Dislodged from Deer Lodge 

Powell County health officer quits over public arsenic risks

Everyone in Missoula knows about Milltown Dam, thanks to a public education campaign of billboards and bumper stickers. The dam is, of course, the terminus of the nation’s largest Superfund site, the legacy of a century’s worth of copper and silver mining in Butte and Anaconda. Remove Milltown Dam, restore the river, and carefully dispose of hundreds of thousands of tons of soil contaminated with metals, mercury and arsenic, and 140 miles of the Clark Fork will be on its way to a full recovery. Throw in a quick restoration of the Blackfoot/Clark Fork confluence and a world-class whitewater park, and the river gods will be smiling forever on the Garden City.

Yet 80 miles to the east in Deer Lodge, the battle to establish a less ambitious restoration plan has been fomenting for years, with the latest casualty taking place only a few weeks ago.

Deer Lodge is the seat of Powell County where, until July 31, Dr. Kathleen Evans served as the county health officer. She was good at her job, winning recognition as one of the state’s most effective health officers in 1998. But Dr. Evans has resigned her post over disagreements about Arrow Stone Park, its concentrations of arsenic in old mine tailings, and the health risks that local citizens assume when they use the park.

“I resigned for myriad reasons,” says Dr. Evans. “I think I had lost any ability to be a credible voice. And since it looks like they’re not going to do anything about the park, I didn’t want my name associated with any of the problems they’re going to have in the future. To me it’s not a matter of if, it’s a matter of when.”

Arrow Stone Park is the gift of Atlantic Richfield Company (ARCO) to the City of Deer Lodge. The petroleum giant responsible for the Clark Fork Superfund area built Arrow Stone on top of old mine tailings as a demonstration area for Clark Fork recovery under the supervision of the Environmental Protection Agency (EPA). What ARCO, Powell County commissioners, and the EPA have demonstrated so far, according to Evans, is an ability to mire the process of recovery of the Clark Fork River and the health of local citizens in the worst sort of small town politics. “People in Missoula should really pay attention to what’s going on in Deer Lodge,” says Evans, “because the precedents that are set for arsenic removal there are going to be the standard for what happens at Milltown.”

========================================================================

Assignment 1 ▸
According to the article, until what date did Dr. Kathleen Evans serve as Powell County health officer?
Assignment 2 ▸
Write out the article from "Powell County health" to "the Garden City.".
Assignment 3 ▸
List every city or town that the article names.
The records have no connection to the article.

========================================================================

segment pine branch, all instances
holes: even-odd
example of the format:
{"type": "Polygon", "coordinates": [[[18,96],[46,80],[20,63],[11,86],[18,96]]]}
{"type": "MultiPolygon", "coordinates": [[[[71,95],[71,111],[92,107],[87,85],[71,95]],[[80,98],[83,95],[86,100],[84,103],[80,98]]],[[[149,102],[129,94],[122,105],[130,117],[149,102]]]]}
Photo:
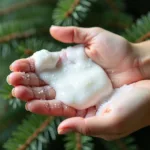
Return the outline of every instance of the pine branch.
{"type": "Polygon", "coordinates": [[[56,25],[78,25],[87,16],[95,0],[59,0],[53,13],[56,25]]]}
{"type": "Polygon", "coordinates": [[[120,148],[121,150],[129,150],[127,145],[125,143],[123,143],[121,140],[116,140],[115,141],[118,148],[120,148]]]}
{"type": "Polygon", "coordinates": [[[127,29],[123,35],[131,42],[142,42],[150,39],[150,13],[146,16],[142,16],[137,20],[136,24],[127,29]]]}
{"type": "Polygon", "coordinates": [[[36,30],[35,29],[29,29],[27,31],[24,32],[16,32],[16,33],[11,33],[9,35],[5,35],[3,37],[0,38],[0,43],[5,43],[5,42],[9,42],[11,40],[14,39],[19,39],[19,38],[28,38],[32,35],[36,34],[36,30]]]}
{"type": "Polygon", "coordinates": [[[101,140],[102,144],[107,150],[137,150],[138,146],[135,144],[135,139],[132,136],[122,138],[120,140],[107,142],[101,140]]]}
{"type": "Polygon", "coordinates": [[[142,41],[146,41],[147,39],[150,39],[150,32],[144,34],[142,37],[137,39],[136,42],[139,43],[139,42],[142,42],[142,41]]]}
{"type": "Polygon", "coordinates": [[[25,2],[19,2],[19,3],[16,3],[16,4],[13,4],[5,9],[2,9],[0,10],[0,16],[2,15],[7,15],[9,13],[12,13],[14,11],[17,11],[19,9],[22,9],[22,8],[25,8],[25,7],[29,7],[29,6],[32,6],[32,5],[37,5],[37,4],[41,4],[41,3],[45,3],[47,2],[48,0],[28,0],[28,1],[25,1],[25,2]]]}
{"type": "Polygon", "coordinates": [[[80,133],[71,133],[65,137],[66,150],[92,150],[92,137],[81,135],[80,133]]]}
{"type": "Polygon", "coordinates": [[[44,148],[50,141],[56,139],[59,123],[59,118],[30,115],[12,134],[12,138],[4,144],[4,148],[6,150],[31,150],[37,149],[38,145],[44,148]]]}
{"type": "Polygon", "coordinates": [[[120,9],[115,5],[113,0],[105,0],[105,1],[114,12],[118,13],[120,11],[120,9]]]}
{"type": "MultiPolygon", "coordinates": [[[[41,28],[38,29],[38,33],[46,33],[47,32],[47,28],[41,28]]],[[[11,40],[14,39],[22,39],[22,38],[29,38],[33,35],[37,34],[37,30],[36,29],[29,29],[26,30],[24,32],[16,32],[16,33],[11,33],[9,35],[3,36],[0,38],[0,43],[5,43],[5,42],[9,42],[11,40]]]]}

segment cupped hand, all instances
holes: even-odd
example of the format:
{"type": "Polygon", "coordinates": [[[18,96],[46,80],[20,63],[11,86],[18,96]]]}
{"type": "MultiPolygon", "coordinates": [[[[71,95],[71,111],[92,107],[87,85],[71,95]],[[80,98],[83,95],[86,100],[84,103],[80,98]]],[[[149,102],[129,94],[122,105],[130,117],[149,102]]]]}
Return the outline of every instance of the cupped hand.
{"type": "Polygon", "coordinates": [[[124,137],[149,125],[150,81],[139,81],[146,79],[145,73],[131,43],[101,28],[52,27],[50,32],[62,42],[84,44],[86,54],[104,68],[114,87],[136,83],[129,93],[124,91],[96,116],[96,107],[79,111],[55,100],[55,90],[36,75],[34,61],[21,59],[10,66],[13,73],[7,80],[15,86],[13,96],[28,101],[26,109],[38,114],[72,117],[59,125],[60,134],[77,131],[106,140],[124,137]]]}

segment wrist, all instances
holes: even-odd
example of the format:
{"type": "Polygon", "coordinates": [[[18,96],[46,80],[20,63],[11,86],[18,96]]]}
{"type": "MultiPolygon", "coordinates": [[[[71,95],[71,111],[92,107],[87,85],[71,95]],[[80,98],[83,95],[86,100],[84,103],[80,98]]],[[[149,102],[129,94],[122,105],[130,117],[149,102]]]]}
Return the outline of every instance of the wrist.
{"type": "Polygon", "coordinates": [[[144,79],[150,78],[150,41],[132,44],[139,71],[144,79]]]}

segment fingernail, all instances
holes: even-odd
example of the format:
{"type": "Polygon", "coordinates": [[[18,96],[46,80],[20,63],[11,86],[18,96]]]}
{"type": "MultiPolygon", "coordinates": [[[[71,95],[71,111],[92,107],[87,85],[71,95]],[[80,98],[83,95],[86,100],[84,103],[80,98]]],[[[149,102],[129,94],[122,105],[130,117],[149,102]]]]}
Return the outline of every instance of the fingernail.
{"type": "Polygon", "coordinates": [[[51,25],[51,27],[50,27],[50,28],[55,28],[55,27],[58,27],[58,26],[56,26],[56,25],[51,25]]]}
{"type": "Polygon", "coordinates": [[[31,103],[26,103],[25,109],[26,109],[27,111],[30,111],[30,109],[31,109],[31,103]]]}
{"type": "Polygon", "coordinates": [[[9,82],[9,75],[8,75],[7,78],[6,78],[6,81],[7,81],[7,83],[8,83],[9,85],[11,85],[10,82],[9,82]]]}
{"type": "Polygon", "coordinates": [[[69,129],[69,128],[59,129],[58,130],[58,134],[67,134],[67,133],[70,133],[70,132],[73,132],[73,130],[69,129]]]}
{"type": "Polygon", "coordinates": [[[15,64],[15,61],[9,66],[10,71],[13,71],[13,65],[15,64]]]}
{"type": "Polygon", "coordinates": [[[12,93],[12,96],[16,97],[16,96],[15,96],[15,88],[12,89],[12,92],[11,92],[11,93],[12,93]]]}

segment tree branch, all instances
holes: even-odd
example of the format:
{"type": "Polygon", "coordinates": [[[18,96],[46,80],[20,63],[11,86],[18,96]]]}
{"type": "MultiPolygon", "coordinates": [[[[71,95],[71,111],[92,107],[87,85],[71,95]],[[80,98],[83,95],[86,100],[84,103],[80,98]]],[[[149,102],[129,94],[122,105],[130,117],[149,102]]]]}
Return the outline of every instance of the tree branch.
{"type": "MultiPolygon", "coordinates": [[[[47,31],[46,28],[39,29],[39,32],[45,32],[45,31],[47,31]]],[[[35,29],[29,29],[29,30],[24,31],[24,32],[11,33],[9,35],[5,35],[3,37],[0,37],[0,43],[9,42],[11,40],[19,39],[19,38],[27,38],[27,37],[30,37],[30,36],[36,34],[36,33],[37,33],[37,31],[35,29]]]]}
{"type": "Polygon", "coordinates": [[[17,4],[14,4],[14,5],[6,8],[6,9],[0,10],[0,16],[7,15],[11,12],[14,12],[16,10],[19,10],[19,9],[22,9],[22,8],[25,8],[25,7],[29,7],[29,6],[32,6],[32,5],[35,5],[35,4],[40,4],[40,3],[45,3],[45,2],[49,2],[49,1],[48,0],[36,0],[36,1],[28,0],[27,2],[17,3],[17,4]]]}
{"type": "Polygon", "coordinates": [[[116,140],[115,143],[118,145],[118,147],[121,150],[128,150],[128,147],[126,146],[126,144],[124,144],[121,140],[116,140]]]}
{"type": "Polygon", "coordinates": [[[106,0],[106,3],[110,6],[110,8],[114,12],[119,12],[119,8],[115,5],[115,3],[113,2],[113,0],[106,0]]]}
{"type": "Polygon", "coordinates": [[[150,38],[150,32],[144,34],[142,37],[140,37],[139,39],[136,40],[136,43],[145,41],[146,39],[150,38]]]}
{"type": "Polygon", "coordinates": [[[73,11],[75,10],[76,6],[80,3],[80,0],[75,0],[72,4],[71,8],[66,12],[65,17],[69,17],[72,15],[73,11]]]}

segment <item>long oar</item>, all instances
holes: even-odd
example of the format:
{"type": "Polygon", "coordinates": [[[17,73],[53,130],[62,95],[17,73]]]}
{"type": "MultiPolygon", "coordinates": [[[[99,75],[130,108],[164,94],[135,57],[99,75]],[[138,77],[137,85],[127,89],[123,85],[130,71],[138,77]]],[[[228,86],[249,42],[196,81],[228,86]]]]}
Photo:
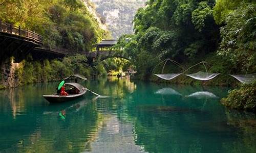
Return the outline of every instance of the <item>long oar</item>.
{"type": "Polygon", "coordinates": [[[88,88],[86,88],[86,90],[88,90],[89,91],[92,92],[92,93],[97,95],[98,96],[97,97],[97,98],[107,98],[107,97],[109,97],[109,96],[102,96],[102,95],[100,95],[100,94],[90,90],[88,88]]]}

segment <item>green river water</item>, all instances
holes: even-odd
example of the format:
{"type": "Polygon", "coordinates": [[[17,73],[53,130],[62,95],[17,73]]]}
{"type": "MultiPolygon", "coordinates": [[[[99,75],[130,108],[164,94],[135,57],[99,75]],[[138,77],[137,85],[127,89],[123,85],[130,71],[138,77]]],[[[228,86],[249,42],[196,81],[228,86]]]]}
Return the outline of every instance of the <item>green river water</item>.
{"type": "Polygon", "coordinates": [[[82,83],[109,98],[50,104],[57,84],[0,91],[0,152],[256,152],[256,116],[222,106],[227,88],[112,78],[82,83]]]}

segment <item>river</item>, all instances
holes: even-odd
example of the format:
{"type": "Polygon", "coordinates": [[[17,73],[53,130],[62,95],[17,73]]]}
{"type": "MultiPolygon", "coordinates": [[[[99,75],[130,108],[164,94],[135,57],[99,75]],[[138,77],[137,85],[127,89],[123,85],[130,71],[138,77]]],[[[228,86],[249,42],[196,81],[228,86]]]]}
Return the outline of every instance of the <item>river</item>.
{"type": "Polygon", "coordinates": [[[0,152],[255,152],[256,117],[231,111],[228,88],[87,81],[78,99],[50,104],[58,83],[0,91],[0,152]]]}

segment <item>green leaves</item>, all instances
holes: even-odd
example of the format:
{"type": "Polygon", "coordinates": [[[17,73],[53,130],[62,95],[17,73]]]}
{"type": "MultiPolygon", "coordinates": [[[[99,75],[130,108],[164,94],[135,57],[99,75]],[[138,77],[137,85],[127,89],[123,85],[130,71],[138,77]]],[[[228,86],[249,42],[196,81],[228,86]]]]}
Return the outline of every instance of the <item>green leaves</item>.
{"type": "Polygon", "coordinates": [[[226,25],[221,28],[218,53],[245,72],[256,62],[256,4],[240,3],[237,7],[227,15],[226,25]]]}
{"type": "Polygon", "coordinates": [[[202,2],[198,4],[198,8],[192,12],[192,22],[196,29],[201,32],[205,27],[205,19],[211,16],[212,9],[208,6],[206,2],[202,2]]]}

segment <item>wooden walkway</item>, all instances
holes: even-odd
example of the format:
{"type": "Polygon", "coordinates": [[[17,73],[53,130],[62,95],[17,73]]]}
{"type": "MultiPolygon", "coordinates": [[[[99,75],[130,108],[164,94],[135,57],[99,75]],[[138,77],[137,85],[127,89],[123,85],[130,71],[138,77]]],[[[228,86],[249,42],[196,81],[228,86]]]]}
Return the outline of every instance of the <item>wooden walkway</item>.
{"type": "Polygon", "coordinates": [[[75,54],[85,55],[88,58],[100,58],[101,60],[111,57],[123,58],[119,50],[113,48],[117,40],[102,40],[93,52],[73,52],[70,49],[43,46],[42,37],[35,32],[24,30],[0,20],[0,61],[14,56],[17,61],[22,60],[29,53],[37,59],[63,58],[75,54]]]}
{"type": "Polygon", "coordinates": [[[2,34],[11,34],[20,37],[24,40],[31,41],[33,43],[42,45],[42,37],[35,32],[29,30],[24,30],[20,26],[14,26],[12,24],[3,22],[0,20],[0,33],[2,34]]]}

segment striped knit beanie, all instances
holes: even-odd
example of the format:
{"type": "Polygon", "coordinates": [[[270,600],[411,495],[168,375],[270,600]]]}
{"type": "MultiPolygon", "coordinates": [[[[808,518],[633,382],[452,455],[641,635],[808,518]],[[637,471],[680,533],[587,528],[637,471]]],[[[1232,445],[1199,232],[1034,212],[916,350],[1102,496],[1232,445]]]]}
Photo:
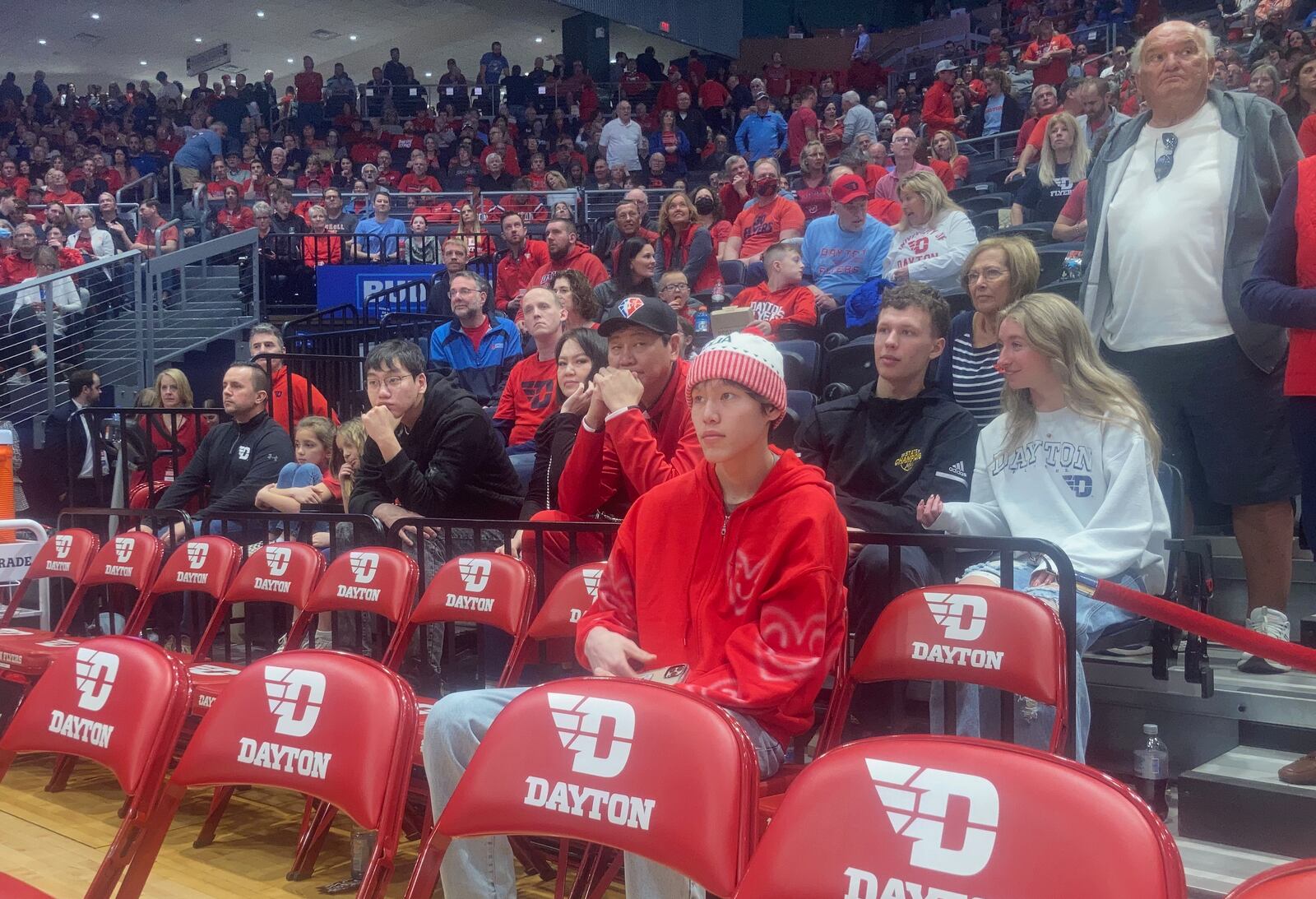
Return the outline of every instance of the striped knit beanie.
{"type": "Polygon", "coordinates": [[[758,334],[737,332],[715,337],[695,357],[686,375],[686,403],[695,384],[721,379],[751,390],[786,415],[786,375],[782,353],[758,334]]]}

========================================================================

Answer area 1 ▸
July 31

Answer area 2 ▸
Powell County health officer quits over public arsenic risks

Everyone in Missoula knows about Milltown Dam, thanks to a public education campaign of billboards and bumper stickers. The dam is, of course, the terminus of the nation’s largest Superfund site, the legacy of a century’s worth of copper and silver mining in Butte and Anaconda. Remove Milltown Dam, restore the river, and carefully dispose of hundreds of thousands of tons of soil contaminated with metals, mercury and arsenic, and 140 miles of the Clark Fork will be on its way to a full recovery. Throw in a quick restoration of the Blackfoot/Clark Fork confluence and a world-class whitewater park, and the river gods will be smiling forever on the Garden City.

Answer area 3 ▸
Missoula, Butte, Anaconda, Deer Lodge